-- START Material --

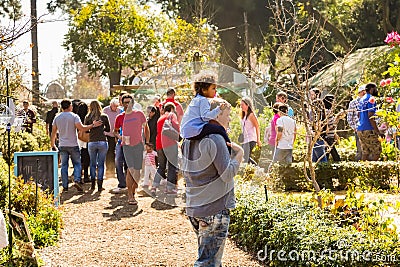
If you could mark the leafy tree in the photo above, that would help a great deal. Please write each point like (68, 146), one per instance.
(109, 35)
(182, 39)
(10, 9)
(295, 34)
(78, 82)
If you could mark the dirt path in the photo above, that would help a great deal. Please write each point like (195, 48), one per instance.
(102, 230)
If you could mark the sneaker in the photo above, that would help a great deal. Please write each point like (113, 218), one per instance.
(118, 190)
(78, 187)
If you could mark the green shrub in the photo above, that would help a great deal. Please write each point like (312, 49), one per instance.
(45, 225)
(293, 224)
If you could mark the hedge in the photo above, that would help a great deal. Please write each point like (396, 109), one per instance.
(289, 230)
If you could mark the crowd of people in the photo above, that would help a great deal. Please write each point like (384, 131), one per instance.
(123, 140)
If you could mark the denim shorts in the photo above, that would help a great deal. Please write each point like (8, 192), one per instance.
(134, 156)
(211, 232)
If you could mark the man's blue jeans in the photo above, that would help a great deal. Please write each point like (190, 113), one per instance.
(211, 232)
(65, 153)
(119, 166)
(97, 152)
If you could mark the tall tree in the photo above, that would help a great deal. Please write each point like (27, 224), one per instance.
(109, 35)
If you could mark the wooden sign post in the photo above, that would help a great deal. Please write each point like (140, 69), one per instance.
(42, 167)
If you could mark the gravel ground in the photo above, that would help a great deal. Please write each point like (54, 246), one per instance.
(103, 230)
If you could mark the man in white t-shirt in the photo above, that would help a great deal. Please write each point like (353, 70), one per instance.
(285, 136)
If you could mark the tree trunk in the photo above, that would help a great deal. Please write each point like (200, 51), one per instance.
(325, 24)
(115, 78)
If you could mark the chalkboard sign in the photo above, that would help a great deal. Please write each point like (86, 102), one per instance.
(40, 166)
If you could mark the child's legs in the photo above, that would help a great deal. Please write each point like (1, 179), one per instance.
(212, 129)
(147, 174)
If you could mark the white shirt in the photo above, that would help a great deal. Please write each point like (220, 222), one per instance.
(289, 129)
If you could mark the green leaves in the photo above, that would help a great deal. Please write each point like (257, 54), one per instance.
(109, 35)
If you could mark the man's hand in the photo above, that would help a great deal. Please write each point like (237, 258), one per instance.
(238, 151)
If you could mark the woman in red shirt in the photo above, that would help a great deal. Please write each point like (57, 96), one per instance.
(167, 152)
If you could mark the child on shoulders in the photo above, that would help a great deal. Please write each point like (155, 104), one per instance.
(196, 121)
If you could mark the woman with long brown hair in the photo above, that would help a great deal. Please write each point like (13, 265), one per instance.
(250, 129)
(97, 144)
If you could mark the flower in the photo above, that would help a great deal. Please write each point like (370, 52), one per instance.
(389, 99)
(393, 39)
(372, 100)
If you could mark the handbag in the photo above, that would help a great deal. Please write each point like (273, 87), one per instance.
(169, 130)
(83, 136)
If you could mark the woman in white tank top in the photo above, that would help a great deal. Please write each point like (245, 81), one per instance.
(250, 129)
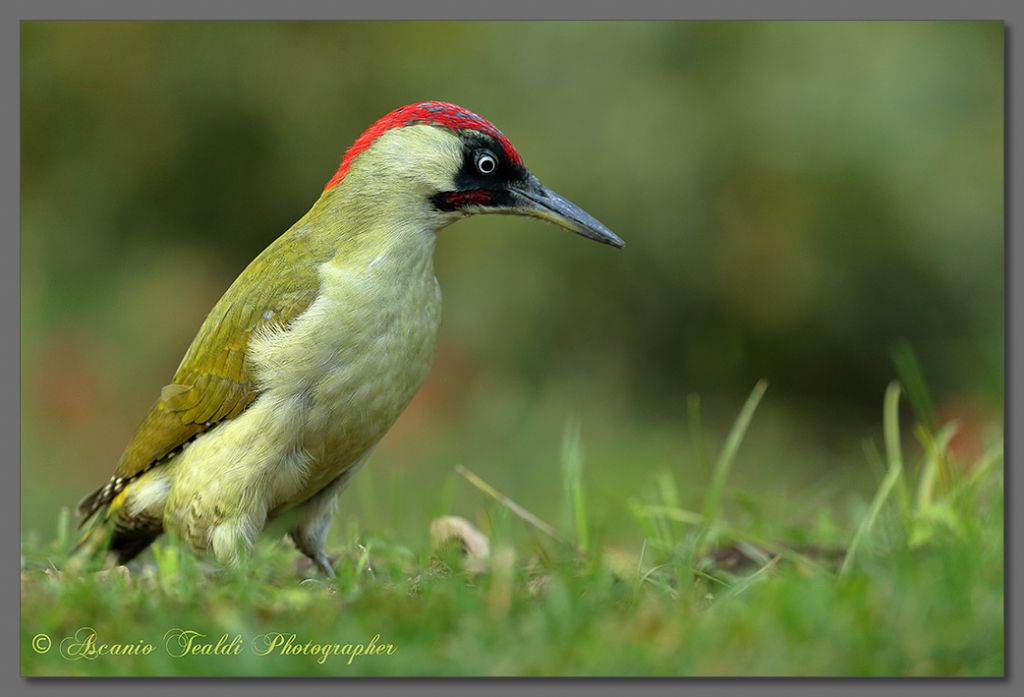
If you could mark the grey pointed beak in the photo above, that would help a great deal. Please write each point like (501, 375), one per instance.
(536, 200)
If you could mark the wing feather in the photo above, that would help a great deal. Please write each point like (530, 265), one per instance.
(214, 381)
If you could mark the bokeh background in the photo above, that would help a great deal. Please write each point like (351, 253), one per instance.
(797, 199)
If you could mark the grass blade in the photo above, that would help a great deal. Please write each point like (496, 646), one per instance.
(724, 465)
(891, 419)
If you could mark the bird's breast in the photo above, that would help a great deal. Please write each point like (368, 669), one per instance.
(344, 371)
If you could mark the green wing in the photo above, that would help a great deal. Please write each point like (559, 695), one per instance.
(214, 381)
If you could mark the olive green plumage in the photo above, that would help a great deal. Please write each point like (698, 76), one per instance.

-- END Material --
-- START Material --

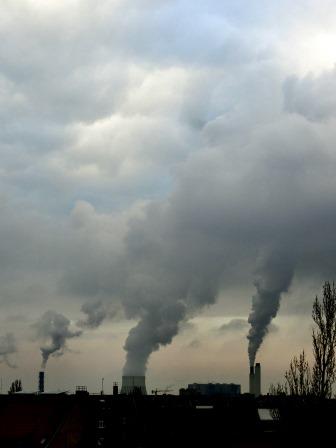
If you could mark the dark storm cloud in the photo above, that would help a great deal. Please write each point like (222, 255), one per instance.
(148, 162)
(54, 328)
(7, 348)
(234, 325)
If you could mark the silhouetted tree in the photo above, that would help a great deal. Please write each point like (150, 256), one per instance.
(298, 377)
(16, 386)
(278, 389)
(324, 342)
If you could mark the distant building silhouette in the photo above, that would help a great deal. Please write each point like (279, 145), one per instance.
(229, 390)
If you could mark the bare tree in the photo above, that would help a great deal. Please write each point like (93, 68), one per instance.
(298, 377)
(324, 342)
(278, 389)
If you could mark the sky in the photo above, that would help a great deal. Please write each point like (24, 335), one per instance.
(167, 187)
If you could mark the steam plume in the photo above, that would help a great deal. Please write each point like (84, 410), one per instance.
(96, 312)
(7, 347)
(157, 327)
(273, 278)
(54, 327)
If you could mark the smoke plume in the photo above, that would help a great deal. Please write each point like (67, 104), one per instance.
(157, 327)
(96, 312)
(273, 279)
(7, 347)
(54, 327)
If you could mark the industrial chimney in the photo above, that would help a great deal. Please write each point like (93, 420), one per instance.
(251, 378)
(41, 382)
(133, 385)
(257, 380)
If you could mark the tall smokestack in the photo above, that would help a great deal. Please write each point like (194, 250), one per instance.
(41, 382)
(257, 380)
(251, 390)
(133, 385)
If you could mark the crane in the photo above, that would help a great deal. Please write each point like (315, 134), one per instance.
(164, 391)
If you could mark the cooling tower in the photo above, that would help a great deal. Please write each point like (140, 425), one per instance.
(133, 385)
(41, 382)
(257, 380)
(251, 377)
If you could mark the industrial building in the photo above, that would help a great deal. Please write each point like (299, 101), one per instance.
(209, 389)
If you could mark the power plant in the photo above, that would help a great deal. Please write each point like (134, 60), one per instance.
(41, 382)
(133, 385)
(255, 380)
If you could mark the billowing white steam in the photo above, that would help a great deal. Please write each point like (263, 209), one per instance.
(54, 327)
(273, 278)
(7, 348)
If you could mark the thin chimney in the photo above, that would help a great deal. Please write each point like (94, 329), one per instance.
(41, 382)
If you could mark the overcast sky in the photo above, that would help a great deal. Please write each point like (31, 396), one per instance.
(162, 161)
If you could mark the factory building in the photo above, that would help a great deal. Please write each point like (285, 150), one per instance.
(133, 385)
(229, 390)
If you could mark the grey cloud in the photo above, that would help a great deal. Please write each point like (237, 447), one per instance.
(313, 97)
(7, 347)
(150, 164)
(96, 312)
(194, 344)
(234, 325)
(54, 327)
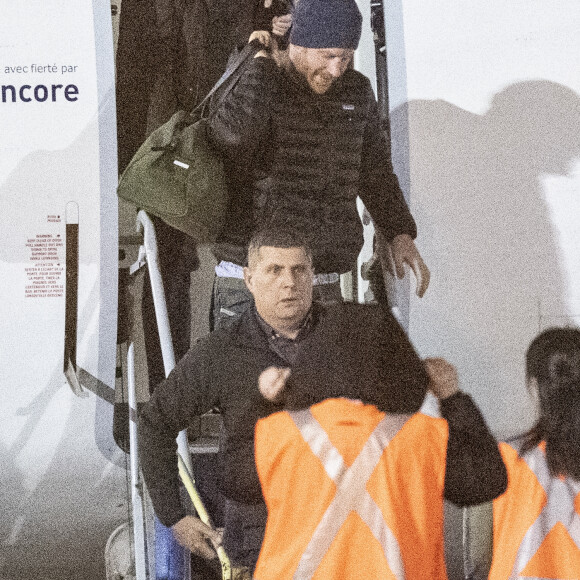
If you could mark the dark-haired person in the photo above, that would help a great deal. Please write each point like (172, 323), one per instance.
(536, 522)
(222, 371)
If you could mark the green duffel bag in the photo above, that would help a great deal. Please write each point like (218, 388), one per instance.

-- END Material --

- **What the task asks**
Can you convert the listing above into a Markdown table with the columns Row and Line, beginning at the line that contains "If you could mark the dark-haired" and stopping after the line that contains "If you could mark the green duffel", with blank lines left out?

- **Reply**
| Row | Line |
|---|---|
| 1 | If you could mark the dark-haired person in the photo above, that would help a great deal. Please write each point like (172, 323), one per instance. |
| 2 | (536, 522) |
| 3 | (222, 371) |
| 4 | If you could mark the green duffel bag in the photo above, that would help a great deal. Please write each point like (218, 388), one per instance. |